◆ **QUESTIONS**
a. Reproduce, word for word, the stretch of the interview excerpt from "My first impression" through "the cultural immersion.".
b. According to the interview excerpt, in which city was the writer living on first coming to Lithuania?

◆ **TEXT PASSAGE**
^^^^^^^^

I imagined Lithuania as many different things. I knew a little bit about the country’s history and the geographical location, but I didn’t know much about the heart of the country – the culture. I imagined Lithuania to look architecturally similar to western Europe, the weather to be cold, and the skies gray. I imagined the people to be dressed fashionably, always wearing scarves and bright colors.
When I first came to Lithuania I was living in Klaipėda, and I immediately noticed the difference between my own and Lithuanian culture when it comes to smiling at strangers. Americans are quick to smile at people we don’t know – in passing on the streets, in grocery stores, coffee shops – a smile is like a greeting in our culture. I noticed Lithuanians did not do this as often.
My first impression of Kaunas was different, because I had already been exposed to Lithuania. One of the first things I thought was that the people there were more friendly than in Klaipėda! As soon as I came to Kaunas it was like home, there was a certain energy to the city that I loved. Even though I had never lived there before, it felt familiar, it felt like I belonged there.
How would you describe Lithuanians? Did you adapt to their lifestyle and traditions quickly?
I would describe Lithuanians as resilient, fierce, hopeful, and incredibly kind to their friends. I have yet to come across a challenge they have not been able to tackle. I think I did adapt to the Lithuanian lifestyle rather quickly, though there were a few social norms that took a little while for me to adapt to. I really enjoyed the cultural immersion.
One tradition that really made an impression on me was the All Saint’s Day. I remember the first time I saw the candles lining Laisves Aleja and the somber, quiet atmosphere as people walked down the path. I had never been a part of something quite like that.
What are you going to do in the future? Is Lithuania included in your plans?
Ideally, I would like to be involved in the counseling field. I would like to be a therapist helping individuals process their personal struggles. I would love to continue to work within the field of trafficking, but I’m also excited about the potential for exploring new populations I haven’t worked with yet. Truthfully, I haven’t quite figured out exactly what my future is going to be yet! I would love to return to Kaunas one day. Living in Lithuania was a life changing event. It will always feel like a second home to me, and it will always have a place close to my heart.
Overall, studying in a completely different culture than my own has broadened my understanding of social problems and their potential solutions. I now bring a very unique perspective to my employers, which makes me stand out. I can understand a much wider base of individuals on a more personal level because I’ve been in situations where I was studying and living with people from 20 other different cultures. I’ve learned and grown with individuals from these other cultures and my world view will be forever changed because of it.
How would you describe VMU? Is this university friendly enough to foreign students?

^^^^^^^^

(Dataset entries)
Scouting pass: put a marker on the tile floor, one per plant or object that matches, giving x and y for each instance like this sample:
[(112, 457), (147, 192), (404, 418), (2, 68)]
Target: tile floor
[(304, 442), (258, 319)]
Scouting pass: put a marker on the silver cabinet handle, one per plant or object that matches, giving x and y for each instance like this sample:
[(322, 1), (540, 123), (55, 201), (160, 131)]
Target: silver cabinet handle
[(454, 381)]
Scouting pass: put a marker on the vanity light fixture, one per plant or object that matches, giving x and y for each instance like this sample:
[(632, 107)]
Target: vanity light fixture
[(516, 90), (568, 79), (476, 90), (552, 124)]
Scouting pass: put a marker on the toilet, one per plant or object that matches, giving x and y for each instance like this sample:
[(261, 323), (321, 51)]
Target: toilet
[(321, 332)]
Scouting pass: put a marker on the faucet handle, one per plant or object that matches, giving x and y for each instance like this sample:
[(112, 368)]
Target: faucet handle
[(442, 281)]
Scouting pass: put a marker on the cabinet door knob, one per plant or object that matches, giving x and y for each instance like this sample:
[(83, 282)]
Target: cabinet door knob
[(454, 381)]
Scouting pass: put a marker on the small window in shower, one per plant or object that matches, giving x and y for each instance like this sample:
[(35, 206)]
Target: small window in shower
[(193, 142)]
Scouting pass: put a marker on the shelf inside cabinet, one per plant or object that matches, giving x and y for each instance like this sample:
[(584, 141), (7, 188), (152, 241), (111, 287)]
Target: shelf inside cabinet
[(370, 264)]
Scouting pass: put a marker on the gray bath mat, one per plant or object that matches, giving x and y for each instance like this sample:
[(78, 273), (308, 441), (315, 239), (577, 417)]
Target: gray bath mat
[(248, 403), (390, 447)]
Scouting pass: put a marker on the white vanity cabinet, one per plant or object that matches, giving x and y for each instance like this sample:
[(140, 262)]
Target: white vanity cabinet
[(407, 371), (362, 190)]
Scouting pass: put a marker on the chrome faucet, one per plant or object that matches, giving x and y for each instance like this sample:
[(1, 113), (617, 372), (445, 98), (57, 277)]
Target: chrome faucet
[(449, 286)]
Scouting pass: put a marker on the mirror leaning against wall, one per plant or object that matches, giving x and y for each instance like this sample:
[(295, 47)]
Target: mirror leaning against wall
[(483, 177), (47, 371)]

^^^^^^^^

◆ **RESPONSES TO THE TASKS**
a.
My first impression of Kaunas was different, because I had already been exposed to Lithuania. One of the first things I thought was that the people there were more friendly than in Klaipėda! As soon as I came to Kaunas it was like home, there was a certain energy to the city that I loved. Even though I had never lived there before, it felt familiar, it felt like I belonged there.
How would you describe Lithuanians? Did you adapt to their lifestyle and traditions quickly?
I would describe Lithuanians as resilient, fierce, hopeful, and incredibly kind to their friends. I have yet to come across a challenge they have not been able to tackle. I think I did adapt to the Lithuanian lifestyle rather quickly, though there were a few social norms that took a little while for me to adapt to. I really enjoyed the cultural immersion.

b. Klaipėda